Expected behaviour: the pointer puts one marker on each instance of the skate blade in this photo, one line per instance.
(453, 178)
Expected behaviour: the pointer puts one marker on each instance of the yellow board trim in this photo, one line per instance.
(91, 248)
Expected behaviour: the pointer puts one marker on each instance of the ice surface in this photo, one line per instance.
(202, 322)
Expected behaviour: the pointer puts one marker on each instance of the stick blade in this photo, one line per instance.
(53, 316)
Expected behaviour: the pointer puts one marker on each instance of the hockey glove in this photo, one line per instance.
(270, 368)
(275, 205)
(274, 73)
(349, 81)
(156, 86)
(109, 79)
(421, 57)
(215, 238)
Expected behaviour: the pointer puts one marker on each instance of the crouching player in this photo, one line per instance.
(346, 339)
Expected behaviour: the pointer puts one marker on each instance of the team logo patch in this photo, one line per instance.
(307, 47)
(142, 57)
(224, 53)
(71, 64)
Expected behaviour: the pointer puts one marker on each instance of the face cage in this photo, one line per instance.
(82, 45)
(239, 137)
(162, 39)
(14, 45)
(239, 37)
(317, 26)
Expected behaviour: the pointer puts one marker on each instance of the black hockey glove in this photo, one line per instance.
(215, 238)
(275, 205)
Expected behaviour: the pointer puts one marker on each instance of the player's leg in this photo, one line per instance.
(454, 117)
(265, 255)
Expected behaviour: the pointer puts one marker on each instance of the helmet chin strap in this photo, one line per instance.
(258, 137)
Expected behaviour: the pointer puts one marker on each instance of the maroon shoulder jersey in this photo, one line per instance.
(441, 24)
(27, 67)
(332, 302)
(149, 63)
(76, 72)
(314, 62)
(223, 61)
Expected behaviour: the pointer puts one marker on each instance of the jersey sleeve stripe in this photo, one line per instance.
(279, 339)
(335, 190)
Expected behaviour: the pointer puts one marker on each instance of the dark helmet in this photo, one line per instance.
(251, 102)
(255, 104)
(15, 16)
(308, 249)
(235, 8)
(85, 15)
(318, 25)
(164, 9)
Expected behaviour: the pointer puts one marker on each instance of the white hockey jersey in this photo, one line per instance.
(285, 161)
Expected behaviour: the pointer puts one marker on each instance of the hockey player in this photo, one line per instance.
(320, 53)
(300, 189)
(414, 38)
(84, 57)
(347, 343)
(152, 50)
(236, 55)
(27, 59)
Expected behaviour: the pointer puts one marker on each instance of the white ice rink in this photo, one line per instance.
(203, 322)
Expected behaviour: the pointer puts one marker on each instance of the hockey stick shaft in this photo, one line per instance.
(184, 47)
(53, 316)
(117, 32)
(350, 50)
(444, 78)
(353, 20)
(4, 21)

**Problem details**
The answer should consist only of the lines from the one with "rink in this photo, one line per instance." to the final line of the records above, retyped word for word.

**Solution to this problem**
Expected behaviour: the pointer puts one marker on each instance of the white ice rink in this photo, one line per instance.
(203, 322)
Expected behaviour: the pointer puts one marker on each instance of the hockey stick shaft in this photo, one line per instance.
(184, 47)
(53, 316)
(117, 32)
(350, 50)
(444, 78)
(353, 20)
(4, 21)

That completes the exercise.